#### [PROBLEM DESCRIPTION]
Pick out every line in the records below that contains the word "safety", and copy each one unchanged.

#### [EXTRACTED RECORDS]

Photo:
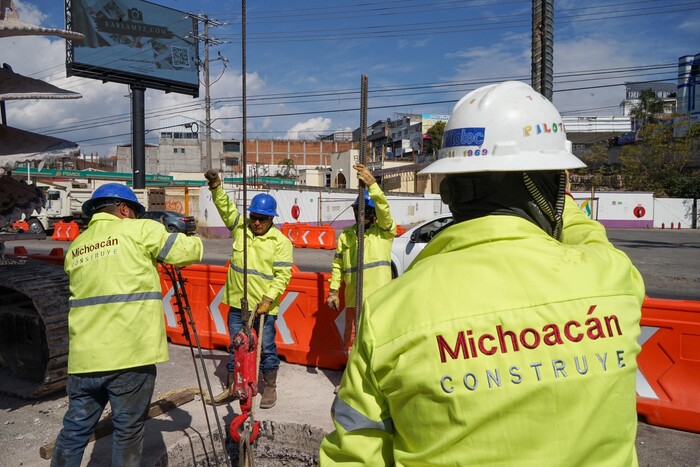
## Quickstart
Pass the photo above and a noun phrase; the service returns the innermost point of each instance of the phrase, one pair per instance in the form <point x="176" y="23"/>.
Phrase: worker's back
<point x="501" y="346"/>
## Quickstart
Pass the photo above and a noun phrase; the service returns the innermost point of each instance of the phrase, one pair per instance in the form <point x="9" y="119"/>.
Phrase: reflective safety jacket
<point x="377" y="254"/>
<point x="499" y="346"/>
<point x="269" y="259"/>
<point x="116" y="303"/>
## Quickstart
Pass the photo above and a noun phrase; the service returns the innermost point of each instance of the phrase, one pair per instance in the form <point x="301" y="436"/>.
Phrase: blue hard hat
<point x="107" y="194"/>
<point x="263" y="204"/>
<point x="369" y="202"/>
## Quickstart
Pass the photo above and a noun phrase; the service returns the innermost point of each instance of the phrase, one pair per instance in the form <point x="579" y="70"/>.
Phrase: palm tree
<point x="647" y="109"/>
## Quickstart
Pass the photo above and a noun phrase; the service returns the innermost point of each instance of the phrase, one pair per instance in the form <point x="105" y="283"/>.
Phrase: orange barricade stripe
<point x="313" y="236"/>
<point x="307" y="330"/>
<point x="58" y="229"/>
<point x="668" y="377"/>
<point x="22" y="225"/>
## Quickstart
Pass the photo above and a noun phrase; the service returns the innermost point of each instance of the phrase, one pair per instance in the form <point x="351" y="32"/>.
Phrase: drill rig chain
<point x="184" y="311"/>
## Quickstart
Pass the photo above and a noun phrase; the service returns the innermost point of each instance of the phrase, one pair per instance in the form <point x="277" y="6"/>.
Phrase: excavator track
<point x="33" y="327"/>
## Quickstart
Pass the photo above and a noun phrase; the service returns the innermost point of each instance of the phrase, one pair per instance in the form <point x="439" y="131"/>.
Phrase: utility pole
--
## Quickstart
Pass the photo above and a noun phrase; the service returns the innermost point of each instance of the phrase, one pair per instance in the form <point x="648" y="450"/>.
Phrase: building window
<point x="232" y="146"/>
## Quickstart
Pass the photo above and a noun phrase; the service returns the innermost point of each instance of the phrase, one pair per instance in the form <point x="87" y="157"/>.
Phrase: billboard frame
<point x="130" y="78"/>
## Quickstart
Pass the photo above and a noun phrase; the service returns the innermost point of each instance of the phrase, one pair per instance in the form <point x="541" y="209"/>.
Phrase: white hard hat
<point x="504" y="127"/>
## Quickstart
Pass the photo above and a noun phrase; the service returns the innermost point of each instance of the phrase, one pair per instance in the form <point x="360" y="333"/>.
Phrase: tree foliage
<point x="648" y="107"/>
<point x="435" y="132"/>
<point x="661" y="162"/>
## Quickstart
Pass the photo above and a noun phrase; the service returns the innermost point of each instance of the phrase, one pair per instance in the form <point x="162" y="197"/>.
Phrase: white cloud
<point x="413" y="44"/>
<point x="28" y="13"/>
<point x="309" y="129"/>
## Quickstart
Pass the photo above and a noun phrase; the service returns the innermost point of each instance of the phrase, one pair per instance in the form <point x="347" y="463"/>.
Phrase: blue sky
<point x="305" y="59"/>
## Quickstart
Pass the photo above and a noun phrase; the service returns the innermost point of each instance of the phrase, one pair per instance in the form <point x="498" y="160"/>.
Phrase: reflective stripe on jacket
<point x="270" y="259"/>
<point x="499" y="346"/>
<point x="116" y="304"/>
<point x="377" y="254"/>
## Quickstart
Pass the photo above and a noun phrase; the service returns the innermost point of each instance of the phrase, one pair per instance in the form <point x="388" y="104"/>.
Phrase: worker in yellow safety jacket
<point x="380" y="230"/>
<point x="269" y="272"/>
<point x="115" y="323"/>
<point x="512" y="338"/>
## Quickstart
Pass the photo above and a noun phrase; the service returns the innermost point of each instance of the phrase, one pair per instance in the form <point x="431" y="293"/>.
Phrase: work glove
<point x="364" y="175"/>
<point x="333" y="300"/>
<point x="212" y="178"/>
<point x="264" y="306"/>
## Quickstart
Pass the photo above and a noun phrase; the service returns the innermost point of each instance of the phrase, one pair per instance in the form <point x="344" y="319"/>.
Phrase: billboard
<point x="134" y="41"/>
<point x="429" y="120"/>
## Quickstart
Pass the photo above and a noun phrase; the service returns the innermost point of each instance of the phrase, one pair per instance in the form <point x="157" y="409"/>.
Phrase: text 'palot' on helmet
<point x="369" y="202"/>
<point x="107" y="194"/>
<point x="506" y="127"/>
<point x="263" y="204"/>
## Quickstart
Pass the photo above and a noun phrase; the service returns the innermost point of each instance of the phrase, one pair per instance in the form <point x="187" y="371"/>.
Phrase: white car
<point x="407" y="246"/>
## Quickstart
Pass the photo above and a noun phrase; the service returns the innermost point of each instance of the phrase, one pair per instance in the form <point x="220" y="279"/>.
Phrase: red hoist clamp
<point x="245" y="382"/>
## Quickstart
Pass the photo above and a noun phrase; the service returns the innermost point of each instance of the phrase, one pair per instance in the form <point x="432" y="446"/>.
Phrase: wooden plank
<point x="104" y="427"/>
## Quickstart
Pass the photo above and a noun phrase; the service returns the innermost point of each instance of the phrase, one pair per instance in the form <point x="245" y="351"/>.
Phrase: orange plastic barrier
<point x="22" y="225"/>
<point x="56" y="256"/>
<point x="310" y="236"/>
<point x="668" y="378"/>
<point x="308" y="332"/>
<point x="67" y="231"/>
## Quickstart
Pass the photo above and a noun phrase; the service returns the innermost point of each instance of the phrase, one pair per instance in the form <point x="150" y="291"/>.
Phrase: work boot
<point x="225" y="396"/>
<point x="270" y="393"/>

#### [RESULT OF THIS TASK]
Phrase: reflective safety jacket
Phrase: worker in yellow safety jacket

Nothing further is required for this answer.